◆ Instructions
A - In the passage below on how discussions of systemic bigotry get deflected, which practices does it say people routinely propose banning for Jews?
B - Reproduce the passage below on deflecting discussions of systemic bigotry, starting at "On that same" and ending at "is like them.".
C - Write what comes next in the passage below on deflecting discussions of systemic bigotry, continuing from its last sentence.

◆ Supplied passage

Discussions of systemic bigotry are deflected with Whataboutisms so that the instigating issue isn't addressed. For African-Americans, it's often "What about Black-on-Black crime?" and similar by the Right-Wing, and for Jews, it's "What about Israel?"
Alternatively, a prominent political advocacy organization is attacked and defamed in order to again deflect and dismiss. "BLM is violent and engages in riots!" or the usual libels against ACORN, and "Israel is fascist!" or the usual libels against AIPAC and the ADL.
At the same time, prominent dead members have their words cherrypicked to make people feel good about themselves and their treatment of that group. Contrast how MLK's "I had a dream!" speech is used by the Right-Wing with how Anne Frank's "I believe that people are fundamentally good at heart" is used by the Left.
On that same theme, token members are held up to deflect accusations of systemic bias. African-American right-wingers prove that the Right Isn't Racist, and Jewish Antizionists prove that the Left isn't antisemitic--or, conversely, the extremist members of the individual group are cherrypicked to "prove" that the whole group is like them.
Furthermore, laws are proposed or passed to disrupt cultural practices; people of African descent face bias for having natural hair, while Jews routinely face people proposing banning circumcision, kosher slaughter, or the keeping of an eruv. But, you see, they can't be biased, because they know all about that group... based on what they saw on TV/Movies/Wikipedia, so they know that the group can handle these laws and rules just "fine".
The targeted group are treated as having an unfair advantage in the racial hierarchy. Consider the parallels between a right-winger complaining about Affirmative Action, and a Left-Winger saying that, since "Jews are White and therefore privileged, antisemitism isn't real discrimination."

◆ Records provided
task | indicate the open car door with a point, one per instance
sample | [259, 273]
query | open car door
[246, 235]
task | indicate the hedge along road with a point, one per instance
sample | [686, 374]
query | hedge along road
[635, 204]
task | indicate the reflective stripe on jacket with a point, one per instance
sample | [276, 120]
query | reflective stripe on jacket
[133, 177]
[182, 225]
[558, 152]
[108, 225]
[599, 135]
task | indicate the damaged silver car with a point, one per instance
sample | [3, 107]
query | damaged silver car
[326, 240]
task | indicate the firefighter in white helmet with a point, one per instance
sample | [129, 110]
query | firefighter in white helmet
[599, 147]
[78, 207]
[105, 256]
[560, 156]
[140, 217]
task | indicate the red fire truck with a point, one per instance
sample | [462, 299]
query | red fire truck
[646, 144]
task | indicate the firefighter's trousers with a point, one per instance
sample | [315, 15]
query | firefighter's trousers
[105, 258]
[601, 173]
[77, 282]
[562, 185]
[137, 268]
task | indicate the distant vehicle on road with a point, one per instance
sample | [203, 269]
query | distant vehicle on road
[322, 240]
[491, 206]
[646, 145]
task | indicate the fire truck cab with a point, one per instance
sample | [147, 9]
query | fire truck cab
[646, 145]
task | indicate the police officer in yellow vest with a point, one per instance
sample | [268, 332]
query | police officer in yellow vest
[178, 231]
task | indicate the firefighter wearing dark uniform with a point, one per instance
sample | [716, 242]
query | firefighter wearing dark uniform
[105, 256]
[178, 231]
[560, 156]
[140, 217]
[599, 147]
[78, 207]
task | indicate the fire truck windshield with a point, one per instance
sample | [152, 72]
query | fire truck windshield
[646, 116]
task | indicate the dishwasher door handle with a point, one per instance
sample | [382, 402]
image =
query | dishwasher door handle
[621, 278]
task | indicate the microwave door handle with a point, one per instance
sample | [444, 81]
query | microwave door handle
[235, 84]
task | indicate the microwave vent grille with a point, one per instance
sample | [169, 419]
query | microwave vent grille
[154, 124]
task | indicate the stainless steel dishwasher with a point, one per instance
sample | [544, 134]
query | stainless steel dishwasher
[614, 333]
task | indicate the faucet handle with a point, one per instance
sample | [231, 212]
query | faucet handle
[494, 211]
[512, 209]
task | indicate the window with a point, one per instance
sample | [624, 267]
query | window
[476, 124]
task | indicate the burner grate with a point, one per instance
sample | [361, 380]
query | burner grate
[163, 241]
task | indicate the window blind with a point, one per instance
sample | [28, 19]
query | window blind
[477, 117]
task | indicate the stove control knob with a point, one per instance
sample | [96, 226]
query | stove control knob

◆ Written responses
A - Circumcision, kosher slaughter, and the keeping of an eruv.

B -
On that same theme, token members are held up to deflect accusations of systemic bias. African-American right-wingers prove that the Right Isn't Racist, and Jewish Antizionists prove that the Left isn't antisemitic--or, conversely, the extremist members of the individual group are cherrypicked to "prove" that the whole group is like them.

C -
But as soon as one shows up in a space outside of where they "belong", they're treated with suspicion until proven that they're acceptable... if ever. A POC in a store is treated as a potential thief, and a Jew in public is automatically acceptable to interrogate if they're a "Zionist".
Consider also how historical revisionism is rife as well. For POC, slavery and imperialism are erased from textbooks, as well as the backlash against Critical Race Theory, the 1619 Project and more. Meanwhile for Jews, pretty much nothing exists in educational curriculums between the start of the Diaspora (assuming it's even mentioned) and the Holocaust, which is treated as an aberration of bigotry instead of the culmination of centuries of hate. Even the admission of the real history is treated as an unforgiveable sin. Black people were never mistreated or enslaved, but were Guest Workers. Jews never came from the Levant and are Just White People From Europe.
And that's before we even get into systemic disenfranchisement. The original "ghetto" was the Jewish ghetto of Venice, and Jews are still routinely discriminated against for hiring, just as POC are.
But at the same time, everyone knows that "Blacks always play the race card" and that "Jews always accuse people of antisemitism."
And so on and so forth.
They're not perfect parallels--and I'm not saying that they are--but they are striking parallels in behavior.
__
I drafted this in April 2023, and it's been sitting in my drafts ever since, as I didn't have the courage to post it.
But given the current SURGE in Leftist Antisemitism, I somehow don't care anymore.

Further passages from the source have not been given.